To: "Barkmeyer, Edward J" <edward.barkmeyer@xxxxxxxx>, "[ontolog-forum]" <ontolog-forum@xxxxxxxxxxxxxxxx>
From: Ron Wheeler <rwheeler@xxxxxxxxxxxxxxxxxxxxx>
Date: Mon, 16 Dec 2013 14:35:28 -0500
Message-id: <52AF5600.2060208@xxxxxxxxxxxxxxxxxxxxx>
On 16/12/2013 1:52 PM, Barkmeyer, Edward J wrote:
> Ron,
>
> What makes you think that all the verbs except 'to be' and 'to have' "got 
>simplified"?
> Many of the older verbs in all languages still retain "irregular forms".  In 
>English, consider:  Go, went, gone, or lie, lay, lain.  (Go is a favorite, 
>along with carry, do, have, sit, stand, lie, give, and verbs of placing.)  As 
>I recall, the Stanford Parts of Speech dictionary includes about 100 irregular 
>verbs.
I sit, you sit, he sits, we sit, you sit, they sit.
That is what I was referring to.    (01)

My quote "This is countered a bit by the "anything goes" rule for making up the 
plural
forms for common nouns and past tenses for verbs."
relates to what you are discussing.    (02)

> I think linguists generally agree that "irregular forms" are commonly 
>associated with verbs (and, to a lesser extent, nouns) that early speakers 
>(e.g., peasants and traders) actually used.  So, they carry elements of 
>mergers with other words of similar sense and former morphological rules for 
>formation of intent.  The 'simplified rules' were also based on morphological 
>rules of approximately the same time, but only for some verbs.  Because they 
>were simple, those rules were adopted for newly coined verbs when they were 
>ADDED to the language.
>
> In Germanic languages, the past simple of some verbs was formed by adding -d 
>or -t or -te, but in other verbs, it was formed by altering the principal 
>vowel (most of them were on syllable anyway).  In a similar way, in Anglo 
>Saxon, the past participle was usually formed by adding -en, but at some point 
>English speakers stopped distinguishing the past form from the past participle 
>form -- a simplified language practice -- in most cases.  "gone" and "lain"

▶ **Exercise instructions**:
Answer these questions using the email about irregular verbs.
(a) About how many irregular verbs does the Stanford Parts of Speech dictionary include?
(b) Which conjugation does the reply give to show what was being referred to?
(c) How was the past participle usually formed in Anglo Saxon?

▶ **Entries**:
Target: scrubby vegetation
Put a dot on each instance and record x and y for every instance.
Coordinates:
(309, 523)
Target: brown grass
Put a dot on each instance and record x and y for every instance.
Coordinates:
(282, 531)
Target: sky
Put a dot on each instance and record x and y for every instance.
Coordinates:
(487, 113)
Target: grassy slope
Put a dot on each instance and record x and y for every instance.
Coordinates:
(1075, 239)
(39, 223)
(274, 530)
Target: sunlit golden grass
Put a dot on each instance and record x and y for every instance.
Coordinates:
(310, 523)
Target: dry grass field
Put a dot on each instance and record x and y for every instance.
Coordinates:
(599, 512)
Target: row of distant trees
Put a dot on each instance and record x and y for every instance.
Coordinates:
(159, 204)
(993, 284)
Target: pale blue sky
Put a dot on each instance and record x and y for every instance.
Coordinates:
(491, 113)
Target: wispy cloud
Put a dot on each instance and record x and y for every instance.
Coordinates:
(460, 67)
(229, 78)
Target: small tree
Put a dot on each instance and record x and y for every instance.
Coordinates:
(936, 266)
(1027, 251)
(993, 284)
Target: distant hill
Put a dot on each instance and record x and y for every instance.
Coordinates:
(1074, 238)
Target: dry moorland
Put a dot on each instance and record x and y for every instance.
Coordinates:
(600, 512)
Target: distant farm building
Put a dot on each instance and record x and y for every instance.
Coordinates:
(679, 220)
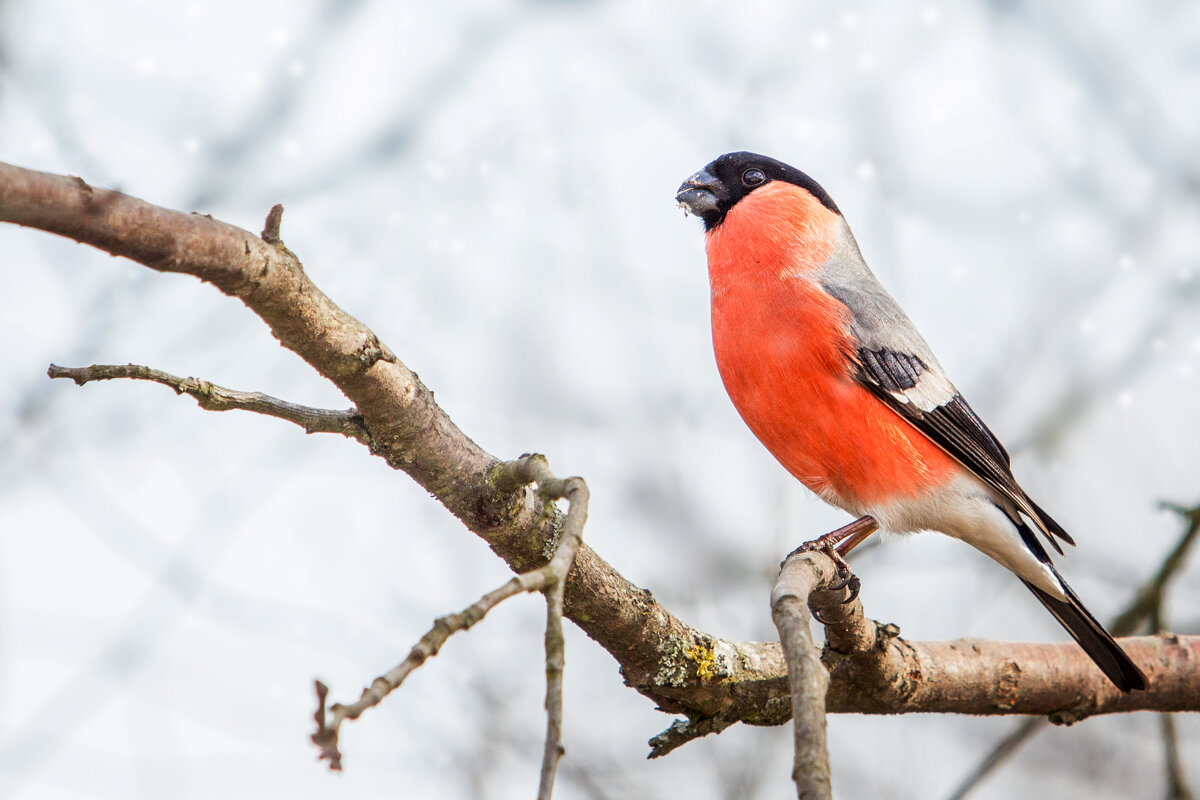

▶ **Reply to the exercise**:
(a) About 100.
(b) "I sit, you sit, he sits, we sit, you sit, they sit."
(c) By adding -en.